=== Supplied text ===
»»
NA Hussein Dey in African football
- Club: NA Hussein Dey
- Most appearances: Naoufel Khacef 12
- Top scorer: Ahmed Gasmi 5
- First entry: 1978 African Cup Winners' Cup
- Latest entry: 2018–19 CAF Confederation Cup

Titles
- Cup Winners' Cup: 0 (Best: Runner-Up)

= NA Hussein Dey in African football =

NA Hussein Dey, an Algerian professional association football club, has gained entry to Confederation of African Football (CAF) competitions on several occasions. They have represented Algeria in the Confederation Cup on two occasions and the now-defunct Cup Winners' Cup on three occasions.

==History==
NA Hussein Dey whose team has regularly taken part in Confederation of African Football (CAF) competitions. Qualification for Algerian clubs is determined by a team's performance in its domestic league and cup competitions, NA Hussein Dey have achieved African qualification via the Algerian Cup and have played in the former African Cup Winners' Cup. the first match was against Al Madina and ended in victory for NA Hussein Dey 2–1 As for the biggest win result was in 1980 against ACS Ksar 7–0, and biggest defeat in 1978 against Horoya AC club 3–1, first participation in International competition were in the African Cup Winners' Cup in 1978 Where did they reach the final and were defeated against Horoya AC as the second Algerian club to reach the final of a continental competition. Where was the club featuring the best stars of the Algeria national football team like Ali Fergani, Mahmoud Guendouz, Chaabane Merzekane and Rabah Madjer.
««
=== Task ===
Copy word for word the passage of the NA Hussein Dey text that begins at the words "NA Hussein Dey, an" and stops after "on three occasions.".

=== Data listing ===
»»
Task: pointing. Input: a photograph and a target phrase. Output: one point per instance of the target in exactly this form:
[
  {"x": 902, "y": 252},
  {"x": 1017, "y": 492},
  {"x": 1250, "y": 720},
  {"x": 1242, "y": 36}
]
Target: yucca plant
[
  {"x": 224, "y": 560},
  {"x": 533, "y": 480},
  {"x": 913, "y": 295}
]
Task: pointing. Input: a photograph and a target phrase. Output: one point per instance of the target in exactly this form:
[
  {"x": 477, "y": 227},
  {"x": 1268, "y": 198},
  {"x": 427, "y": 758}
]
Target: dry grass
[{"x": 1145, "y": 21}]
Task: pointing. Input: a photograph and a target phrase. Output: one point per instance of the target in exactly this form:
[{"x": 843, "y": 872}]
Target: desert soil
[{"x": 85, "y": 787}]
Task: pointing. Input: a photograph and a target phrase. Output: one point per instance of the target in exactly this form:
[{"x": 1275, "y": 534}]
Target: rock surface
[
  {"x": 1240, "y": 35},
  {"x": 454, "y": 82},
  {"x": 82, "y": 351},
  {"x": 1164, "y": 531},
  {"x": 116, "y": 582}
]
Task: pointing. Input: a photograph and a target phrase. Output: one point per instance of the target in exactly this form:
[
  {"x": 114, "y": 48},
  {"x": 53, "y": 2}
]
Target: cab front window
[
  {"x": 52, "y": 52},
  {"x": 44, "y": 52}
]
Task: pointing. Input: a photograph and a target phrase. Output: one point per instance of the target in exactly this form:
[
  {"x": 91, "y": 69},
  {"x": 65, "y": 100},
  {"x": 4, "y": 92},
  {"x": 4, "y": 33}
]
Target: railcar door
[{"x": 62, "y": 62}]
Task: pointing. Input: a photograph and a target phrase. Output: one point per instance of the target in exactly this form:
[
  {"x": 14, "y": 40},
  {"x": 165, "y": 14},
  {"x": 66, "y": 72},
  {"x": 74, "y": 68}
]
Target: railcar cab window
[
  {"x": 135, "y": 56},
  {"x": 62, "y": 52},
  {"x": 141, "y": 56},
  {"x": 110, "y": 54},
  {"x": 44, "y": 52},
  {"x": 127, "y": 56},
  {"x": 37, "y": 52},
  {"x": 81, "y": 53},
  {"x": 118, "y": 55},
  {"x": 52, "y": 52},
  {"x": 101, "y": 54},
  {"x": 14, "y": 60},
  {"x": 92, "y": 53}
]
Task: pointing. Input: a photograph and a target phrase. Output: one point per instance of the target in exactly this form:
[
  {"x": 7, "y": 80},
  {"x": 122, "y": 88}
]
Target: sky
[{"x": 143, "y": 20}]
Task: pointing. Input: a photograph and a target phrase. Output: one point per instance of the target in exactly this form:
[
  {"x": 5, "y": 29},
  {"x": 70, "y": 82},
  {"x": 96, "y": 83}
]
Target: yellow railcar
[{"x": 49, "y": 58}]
««
=== Solution to this task ===
NA Hussein Dey, an Algerian professional association football club, has gained entry to Confederation of African Football (CAF) competitions on several occasions. They have represented Algeria in the Confederation Cup on two occasions and the now-defunct Cup Winners' Cup on three occasions.